### Records supplied ###

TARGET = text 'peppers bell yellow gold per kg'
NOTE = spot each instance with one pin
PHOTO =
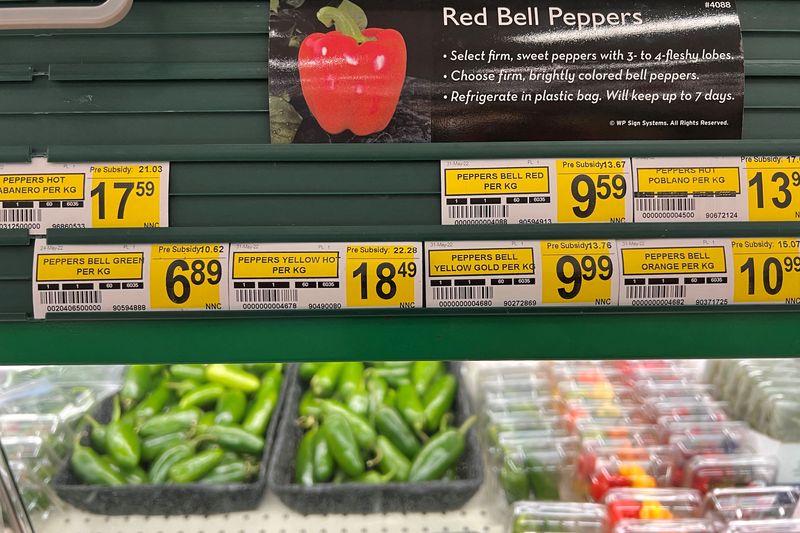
(766, 270)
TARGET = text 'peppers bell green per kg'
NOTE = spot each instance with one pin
(352, 77)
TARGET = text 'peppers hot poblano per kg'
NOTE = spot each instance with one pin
(352, 77)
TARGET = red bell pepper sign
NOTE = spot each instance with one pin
(352, 77)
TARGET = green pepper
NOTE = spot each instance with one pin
(440, 453)
(324, 381)
(231, 407)
(304, 462)
(260, 412)
(365, 433)
(122, 442)
(342, 444)
(232, 377)
(423, 374)
(236, 439)
(392, 459)
(97, 435)
(159, 470)
(154, 402)
(92, 468)
(371, 477)
(309, 406)
(202, 396)
(170, 422)
(350, 376)
(153, 447)
(514, 480)
(195, 373)
(410, 406)
(307, 370)
(439, 399)
(323, 460)
(237, 472)
(197, 466)
(135, 385)
(390, 424)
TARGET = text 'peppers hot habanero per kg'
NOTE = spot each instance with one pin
(352, 77)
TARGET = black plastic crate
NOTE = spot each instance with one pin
(429, 496)
(190, 498)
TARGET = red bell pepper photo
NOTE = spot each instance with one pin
(352, 77)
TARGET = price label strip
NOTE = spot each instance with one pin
(188, 277)
(535, 191)
(41, 195)
(383, 274)
(287, 276)
(766, 271)
(68, 279)
(482, 274)
(579, 273)
(676, 272)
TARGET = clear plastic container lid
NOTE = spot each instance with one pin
(665, 526)
(756, 503)
(764, 526)
(652, 504)
(706, 472)
(546, 517)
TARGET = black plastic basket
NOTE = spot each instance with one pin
(345, 498)
(191, 498)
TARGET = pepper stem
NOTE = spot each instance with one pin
(344, 23)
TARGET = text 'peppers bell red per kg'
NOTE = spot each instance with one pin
(352, 77)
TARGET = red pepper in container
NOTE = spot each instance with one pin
(352, 77)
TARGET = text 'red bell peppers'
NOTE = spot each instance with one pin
(352, 77)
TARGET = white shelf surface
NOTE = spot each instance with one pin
(482, 514)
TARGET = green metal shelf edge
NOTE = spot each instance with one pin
(420, 233)
(706, 334)
(431, 151)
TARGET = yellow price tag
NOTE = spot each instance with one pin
(125, 196)
(577, 272)
(382, 275)
(187, 276)
(591, 190)
(766, 270)
(773, 186)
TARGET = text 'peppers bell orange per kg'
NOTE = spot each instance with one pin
(352, 77)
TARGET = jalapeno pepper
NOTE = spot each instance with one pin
(231, 407)
(324, 382)
(197, 466)
(237, 472)
(410, 407)
(364, 432)
(324, 465)
(195, 373)
(307, 370)
(236, 439)
(232, 377)
(304, 462)
(439, 400)
(423, 374)
(122, 442)
(440, 453)
(135, 385)
(390, 423)
(171, 422)
(260, 412)
(91, 468)
(392, 459)
(202, 396)
(342, 444)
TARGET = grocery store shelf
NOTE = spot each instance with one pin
(418, 333)
(483, 514)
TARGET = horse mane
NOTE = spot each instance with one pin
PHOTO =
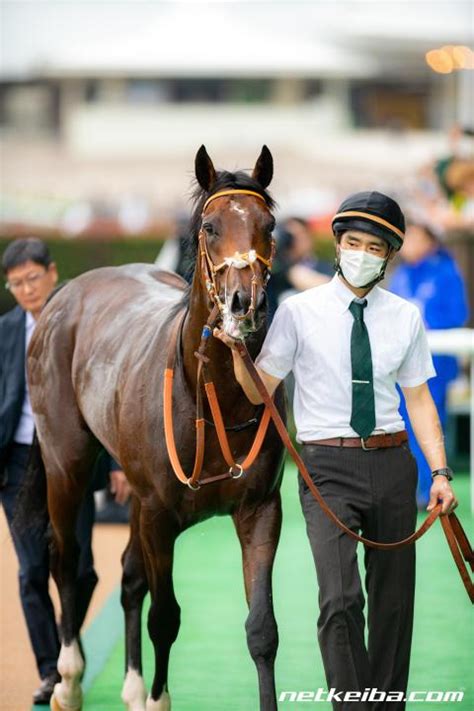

###

What is needed
Write out the entries again from the line containing "TARGET = black plastic basket" through the end of the entries, requests included, and scale each answer coordinate by 2.55, rounding to whole numbers with halves going up. Leave out the pictures.

Exercise answer
TARGET = black plastic basket
NOTE = spot each instance with one pin
(880, 1270)
(487, 1270)
TARGET = pepper stem
NOTE = spot each instance with one pin
(877, 59)
TARGET = text 'peppers bell red per kg'
NOTE = spot each instance with one pin
(898, 196)
TARGET = red pepper in container
NOTE = spot each instance with one pin
(898, 196)
TARGET = text 'red bell peppers'
NOTE = spot each instance with one pin
(898, 196)
TARGET = white shelf surface
NOTE = spot each instance with one pin
(1229, 1311)
TARGET = green metal shelf edge
NOTE = spot each instance with one pin
(1071, 594)
(1800, 852)
(1099, 385)
TARGET = yellow price tag
NOTE = spot each instance with one pin
(319, 500)
(1471, 694)
(974, 701)
(477, 704)
(1507, 485)
(1953, 689)
(1971, 474)
TARGET = text 'peppers bell orange per kg'
NOTE = spot each instance with one pin
(898, 196)
TARGET = jalapeno pepper
NOTE = spot each instance with one pin
(589, 1038)
(826, 974)
(502, 1188)
(604, 1204)
(1046, 1038)
(928, 1102)
(826, 1186)
(497, 951)
(783, 944)
(602, 1119)
(592, 961)
(775, 1178)
(1119, 1020)
(1079, 954)
(311, 1127)
(1122, 1155)
(344, 982)
(995, 1079)
(436, 1076)
(663, 1051)
(232, 1193)
(1000, 1170)
(515, 1010)
(872, 1132)
TARGET = grocery store shelf
NOTE = spot each instance with one pin
(1066, 849)
(1232, 1311)
TARGET = horse mane
NOTE = spot each instance with one pin
PHOTO =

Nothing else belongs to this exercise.